▶ [PROMPT]: The records that follow are to be repeated in full, with no pictures retained.

▶ [STUDY MATERIAL]:
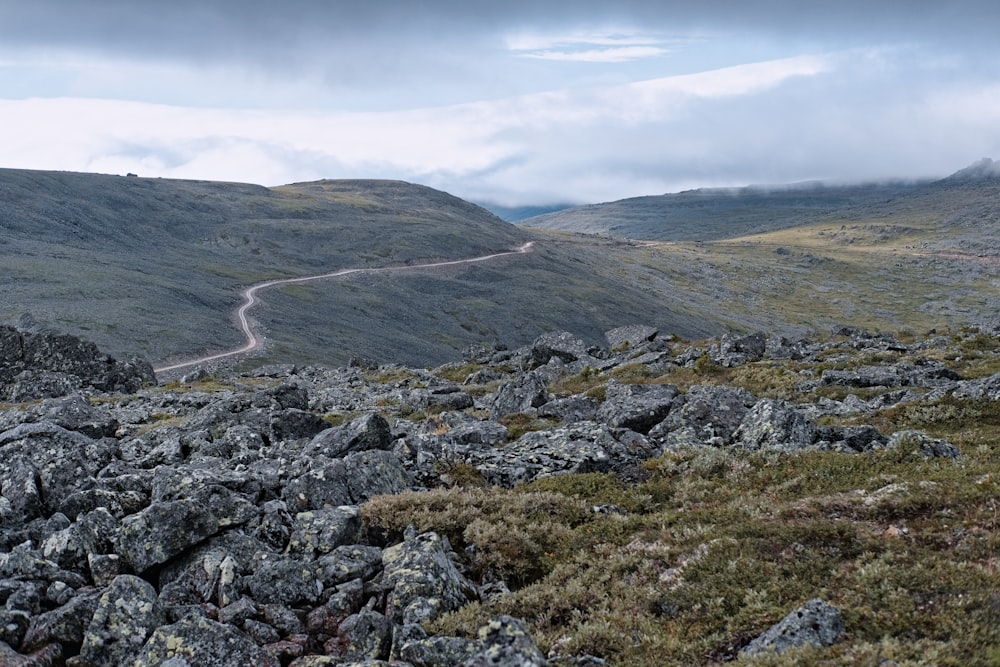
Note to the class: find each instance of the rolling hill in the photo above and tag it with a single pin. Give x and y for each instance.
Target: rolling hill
(805, 257)
(154, 267)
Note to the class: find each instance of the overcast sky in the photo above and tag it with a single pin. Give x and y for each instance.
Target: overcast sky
(515, 101)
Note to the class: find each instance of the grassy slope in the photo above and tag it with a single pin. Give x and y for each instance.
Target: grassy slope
(154, 267)
(715, 545)
(892, 257)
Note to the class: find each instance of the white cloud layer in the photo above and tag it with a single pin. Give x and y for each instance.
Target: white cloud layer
(520, 102)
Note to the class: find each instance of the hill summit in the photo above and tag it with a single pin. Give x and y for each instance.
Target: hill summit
(981, 170)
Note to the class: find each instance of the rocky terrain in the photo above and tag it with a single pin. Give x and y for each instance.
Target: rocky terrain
(502, 509)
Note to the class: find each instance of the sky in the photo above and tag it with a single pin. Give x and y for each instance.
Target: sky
(517, 103)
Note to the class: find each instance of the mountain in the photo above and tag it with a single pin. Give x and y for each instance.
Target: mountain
(518, 213)
(155, 267)
(913, 255)
(713, 214)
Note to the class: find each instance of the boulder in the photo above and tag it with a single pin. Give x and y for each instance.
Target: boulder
(285, 581)
(163, 530)
(201, 642)
(623, 338)
(581, 447)
(348, 481)
(53, 361)
(411, 644)
(707, 414)
(506, 643)
(369, 432)
(637, 407)
(127, 613)
(422, 581)
(526, 392)
(776, 425)
(927, 446)
(64, 462)
(563, 345)
(816, 623)
(366, 635)
(321, 531)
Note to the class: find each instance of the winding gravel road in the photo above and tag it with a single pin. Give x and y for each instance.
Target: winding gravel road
(254, 341)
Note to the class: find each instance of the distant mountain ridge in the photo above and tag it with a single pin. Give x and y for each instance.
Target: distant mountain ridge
(713, 214)
(155, 267)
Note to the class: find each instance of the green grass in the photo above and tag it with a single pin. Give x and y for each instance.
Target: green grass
(716, 545)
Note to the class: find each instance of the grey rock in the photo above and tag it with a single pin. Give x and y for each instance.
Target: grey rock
(349, 562)
(507, 643)
(65, 461)
(29, 385)
(163, 530)
(285, 581)
(13, 626)
(282, 619)
(348, 481)
(201, 642)
(637, 407)
(127, 613)
(261, 633)
(776, 425)
(422, 580)
(632, 336)
(475, 432)
(525, 392)
(72, 412)
(195, 578)
(571, 409)
(732, 351)
(238, 611)
(711, 413)
(411, 644)
(62, 354)
(295, 424)
(578, 448)
(984, 388)
(366, 635)
(927, 446)
(46, 656)
(816, 623)
(364, 433)
(321, 531)
(851, 438)
(562, 345)
(65, 624)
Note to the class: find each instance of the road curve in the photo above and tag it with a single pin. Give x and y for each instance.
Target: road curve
(254, 341)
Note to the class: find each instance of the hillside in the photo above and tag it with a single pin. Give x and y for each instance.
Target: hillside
(645, 502)
(717, 214)
(805, 258)
(155, 267)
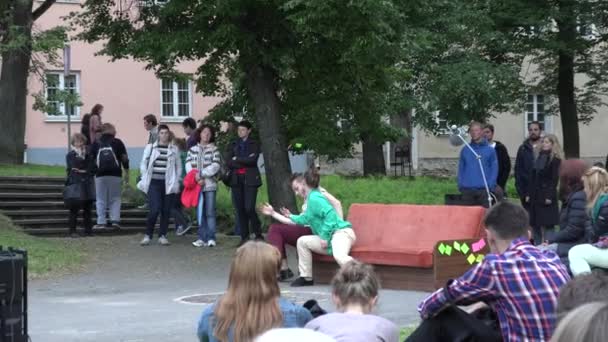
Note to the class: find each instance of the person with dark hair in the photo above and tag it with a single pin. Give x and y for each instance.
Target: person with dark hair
(280, 234)
(470, 176)
(588, 288)
(205, 157)
(504, 161)
(516, 280)
(111, 158)
(524, 162)
(161, 169)
(189, 126)
(79, 163)
(573, 216)
(94, 123)
(355, 290)
(242, 160)
(151, 125)
(542, 193)
(331, 234)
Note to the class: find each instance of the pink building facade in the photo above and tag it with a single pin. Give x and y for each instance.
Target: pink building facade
(126, 90)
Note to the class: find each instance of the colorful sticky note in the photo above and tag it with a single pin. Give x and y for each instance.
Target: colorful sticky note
(457, 246)
(448, 250)
(464, 248)
(479, 245)
(441, 248)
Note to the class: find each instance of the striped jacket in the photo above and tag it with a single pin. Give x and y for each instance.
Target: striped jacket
(207, 160)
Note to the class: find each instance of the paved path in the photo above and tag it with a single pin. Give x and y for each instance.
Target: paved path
(128, 293)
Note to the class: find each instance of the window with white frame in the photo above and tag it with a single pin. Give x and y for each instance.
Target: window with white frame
(176, 98)
(57, 81)
(535, 111)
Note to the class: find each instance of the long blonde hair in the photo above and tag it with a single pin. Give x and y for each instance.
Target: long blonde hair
(556, 150)
(595, 182)
(589, 323)
(250, 306)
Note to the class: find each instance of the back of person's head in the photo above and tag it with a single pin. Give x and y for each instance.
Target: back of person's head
(294, 335)
(588, 323)
(583, 289)
(570, 176)
(355, 283)
(312, 178)
(595, 181)
(151, 119)
(250, 305)
(108, 128)
(507, 221)
(189, 123)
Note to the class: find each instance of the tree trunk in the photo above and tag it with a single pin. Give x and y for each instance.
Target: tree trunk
(262, 92)
(373, 157)
(565, 80)
(13, 86)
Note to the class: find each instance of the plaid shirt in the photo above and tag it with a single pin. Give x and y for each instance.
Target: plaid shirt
(521, 285)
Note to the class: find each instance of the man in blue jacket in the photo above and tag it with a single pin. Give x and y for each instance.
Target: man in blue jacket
(470, 179)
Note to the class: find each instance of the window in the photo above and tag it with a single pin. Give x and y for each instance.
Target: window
(56, 81)
(176, 99)
(535, 111)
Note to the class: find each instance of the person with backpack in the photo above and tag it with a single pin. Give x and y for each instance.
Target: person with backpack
(161, 170)
(111, 158)
(205, 157)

▶ [TASK SOLUTION]:
Note to the class: find each instance of the rolling hill in the photo above and tag it with a single pin. Give x and y for each instance.
Target: rolling hill
(805, 257)
(154, 267)
Note to the class: find each instance of the overcast sky in the photo above and tag it with a single pin. Give x and y for each instance.
Target: overcast sky
(515, 101)
Note to the class: find each instance of the grassy slope in the photo above and tag it with a single pin. Give x and y for each instance.
Target: grassy slope
(154, 267)
(715, 545)
(892, 257)
Note to the class: find each instance of the white cloud layer in the photo above and tag it with a single pin. Give x and y for each instance.
Target: white cloud layer
(520, 102)
Note to the class: find each instance of the hill summit in the photo above and tag it with a single pin. Give x and y for each instance.
Target: hill summit
(981, 170)
Note to the class: find each instance of the rocky terrain in the photo above and tag it with a single pin. Give x and y for each instance.
Target: rocky terrain
(502, 509)
Note to the class: find each instance of the sky in the photo above and tag it with a single pin. Give x and y for each instance.
Target: sky
(517, 103)
Note to the class: find each instance of the mountain in the photo above and tag it with a single pin. Give x and y for each instance.
Target: mountain
(518, 213)
(155, 267)
(913, 255)
(713, 214)
Note to the class: find each instance of the boulder in the photo above and tag it with a single pin. Give x and y for each instance.
Target: boulder
(285, 581)
(163, 530)
(201, 642)
(623, 338)
(581, 447)
(348, 481)
(53, 361)
(411, 644)
(707, 414)
(506, 643)
(369, 432)
(637, 407)
(127, 613)
(422, 581)
(526, 392)
(776, 425)
(927, 446)
(64, 462)
(563, 345)
(816, 623)
(366, 635)
(321, 531)
Note to the class: find each instance of the winding gravel road in the photo above and tag it with a single pin. Give x and y for each instance.
Target: winding gravel road
(254, 341)
Note to the class: find each instance of the distant mountain ridge in the photo above and tag it with a single pin. Give x and y for each instance.
Target: distant mountain ridge
(713, 214)
(155, 267)
Note to the class: find each instance of the green grass in the photo above and tag it with a single pin. Give x and y for each instance.
Target: green grass
(716, 545)
Note to the class: find each instance of the grey rock in the photo above and tag it with a single pin. Give x and y for each instance.
Target: grey rock
(349, 562)
(507, 643)
(65, 461)
(29, 385)
(163, 530)
(285, 581)
(13, 626)
(282, 619)
(348, 481)
(201, 642)
(637, 407)
(127, 613)
(261, 633)
(776, 425)
(422, 580)
(632, 336)
(475, 432)
(525, 392)
(72, 412)
(195, 578)
(571, 409)
(732, 351)
(238, 611)
(711, 413)
(411, 644)
(62, 354)
(295, 424)
(578, 448)
(984, 388)
(366, 635)
(927, 446)
(46, 656)
(816, 623)
(364, 433)
(321, 531)
(851, 438)
(562, 345)
(65, 624)
Note to the class: find each instance of the road curve in the photo above and tag it with a single pin. Give x and y for each instance.
Target: road curve
(254, 341)
Note to the class: find each instance of the hillside in the photo above and tag it with a single pin. Give x and y for each instance.
Target: hillside
(645, 502)
(717, 214)
(805, 258)
(155, 267)
Note to the class: find each instance of the person with dark hair in the photo above and tag it with a single pin. Give x and y for each instance.
Target: person with dark hair
(280, 234)
(470, 176)
(588, 288)
(205, 157)
(504, 161)
(516, 280)
(111, 158)
(524, 162)
(161, 169)
(189, 126)
(79, 163)
(573, 216)
(94, 123)
(355, 290)
(242, 160)
(151, 125)
(542, 193)
(331, 234)
Note to the class: find each instance of the pink building facade in the photo above and tag it with a single pin. Give x and y for each instance.
Target: pink building facade
(126, 90)
Note to the class: find each instance of the colorful sticky note in the photo above and tag it with a single pin. Give x and y for each instance.
Target: colorful sticky note
(457, 246)
(448, 250)
(464, 248)
(479, 245)
(441, 248)
Note to the class: find each instance of the striped jacket in the photo above and tag it with a single pin. Give x and y for each instance.
Target: striped jacket
(207, 160)
Note to the class: find each instance of the paved path in the photo above and tag it with a single pin. Give x and y for each instance.
Target: paved path
(128, 293)
Note to the class: find each instance of the window with white frame in the photo above and tag it with a single pin. Give x and y for each instance.
Target: window with white frame
(176, 98)
(57, 81)
(535, 111)
Note to the class: find each instance of the long blonde hair in the photo above and tag it with a single pin. Give x and y for each instance.
Target: long blonde hair
(556, 150)
(595, 182)
(589, 323)
(250, 306)
Note to the class: find each instance of the back of person's head in the photo above and tag it with a single pin. Give x and y for each instance.
Target: back of person's head
(294, 335)
(588, 323)
(583, 289)
(570, 176)
(355, 283)
(312, 178)
(595, 181)
(151, 119)
(250, 305)
(108, 128)
(507, 221)
(189, 123)
Note to the class: find each instance of the tree trunk in the photo above and tag it with a single pin. Give x and y for each instance.
Target: tree trunk
(262, 92)
(373, 157)
(565, 80)
(13, 86)
Note to the class: find each instance of the plaid shirt in the photo above and tag it with a single pin. Give x and y for each instance.
Target: plaid shirt
(521, 285)
Note to the class: find each instance of the man in blue jacket in the photo above and tag it with a single pin. Give x and y for each instance.
Target: man in blue jacket
(470, 179)
Note to the class: find each instance of the window in the photo above and tag it with a single pin. Give x and y for each instance.
Target: window
(56, 81)
(176, 99)
(535, 111)
Note to the class: find each instance of the person with backpack in the photo above and tag it with a single pin. Give x and y for each instance.
Target: person with backpack
(161, 170)
(111, 158)
(205, 157)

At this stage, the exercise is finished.